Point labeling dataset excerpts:
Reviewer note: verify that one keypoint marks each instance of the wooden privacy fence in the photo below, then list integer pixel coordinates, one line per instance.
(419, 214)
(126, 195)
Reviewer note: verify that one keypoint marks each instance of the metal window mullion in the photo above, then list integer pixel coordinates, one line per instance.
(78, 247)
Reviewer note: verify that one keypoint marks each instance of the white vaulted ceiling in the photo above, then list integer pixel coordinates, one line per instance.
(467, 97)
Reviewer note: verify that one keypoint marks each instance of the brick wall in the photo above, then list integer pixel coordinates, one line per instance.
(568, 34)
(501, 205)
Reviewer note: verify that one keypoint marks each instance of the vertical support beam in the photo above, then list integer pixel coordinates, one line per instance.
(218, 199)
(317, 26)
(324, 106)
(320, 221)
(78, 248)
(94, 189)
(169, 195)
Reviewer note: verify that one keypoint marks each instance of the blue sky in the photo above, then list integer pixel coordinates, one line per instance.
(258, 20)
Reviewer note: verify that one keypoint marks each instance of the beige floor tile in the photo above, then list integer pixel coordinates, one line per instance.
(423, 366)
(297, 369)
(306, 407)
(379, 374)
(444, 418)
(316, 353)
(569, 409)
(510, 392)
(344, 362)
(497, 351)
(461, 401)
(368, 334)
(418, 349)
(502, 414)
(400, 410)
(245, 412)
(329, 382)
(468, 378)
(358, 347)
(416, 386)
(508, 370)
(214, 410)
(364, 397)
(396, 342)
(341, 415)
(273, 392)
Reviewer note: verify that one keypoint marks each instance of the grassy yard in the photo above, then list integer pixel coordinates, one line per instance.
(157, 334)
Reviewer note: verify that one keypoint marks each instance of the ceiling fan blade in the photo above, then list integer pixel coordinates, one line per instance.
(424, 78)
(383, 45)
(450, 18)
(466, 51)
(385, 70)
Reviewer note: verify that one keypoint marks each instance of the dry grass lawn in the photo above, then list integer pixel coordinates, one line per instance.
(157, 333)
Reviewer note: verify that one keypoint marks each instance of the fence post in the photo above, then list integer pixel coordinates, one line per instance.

What to work on: Give the listing again, word for word.

Right answer:
Reviewer note: verify that one keypoint marks each instance of the wooden privacy fence in the photo below, then list integer pixel coordinates, one line per instance.
(419, 214)
(126, 195)
Reviewer note: verify that one keypoint marks each instance of the metal window mullion in the photo above, then list integer pixel coordinates, one line per instance.
(78, 247)
Reviewer note: verify that one keypoint marks each instance of the white vaulted ceiling in the photo above, then list integer pixel coordinates, one line per instance.
(467, 97)
Reviewer note: verify that one keypoint marks each instance of the brick wall in the photo above, then list integer pixel coordinates, one line per instance.
(568, 34)
(501, 205)
Reviewer note: verify that one keypoint marks each instance of the vertical support beam in the photo above, then list integer pixel coordinates, one line per instance.
(218, 199)
(317, 26)
(324, 106)
(320, 221)
(78, 248)
(94, 189)
(169, 195)
Reviewer note: verify that one keypoint marks each instance of the blue sky in the photo above, then list integer pixel coordinates, one line per instance.
(258, 20)
Reviewer note: verify that one keypoint marks each instance of the beige floor tile in the photo above, then list integer pixel coordinates, one line per instance.
(423, 366)
(297, 369)
(306, 407)
(379, 374)
(444, 418)
(316, 353)
(569, 409)
(510, 392)
(344, 362)
(497, 351)
(461, 401)
(368, 334)
(418, 349)
(502, 414)
(400, 410)
(245, 412)
(329, 382)
(468, 378)
(358, 347)
(416, 386)
(508, 370)
(214, 410)
(364, 397)
(396, 342)
(341, 415)
(273, 392)
Reviewer note: verify that one keypoint marks each instance of the grassy yard in the photo above, then list integer pixel coordinates, one line per instance.
(157, 334)
Reviewer note: verify that one keypoint marks each instance of the ceiling fan blade in the photo above, then list integer pixel coordinates, one line per instance.
(424, 78)
(383, 45)
(450, 18)
(466, 51)
(385, 70)
Reviewer note: verify that one keypoint marks each instance of the dry grass lawn in the photo above, then list integer pixel coordinates, one line per instance.
(157, 333)
Reviewer note: verify that one keypoint marks each instance of the fence post in the photo above, then list integer pixel coordinates, one line per instance.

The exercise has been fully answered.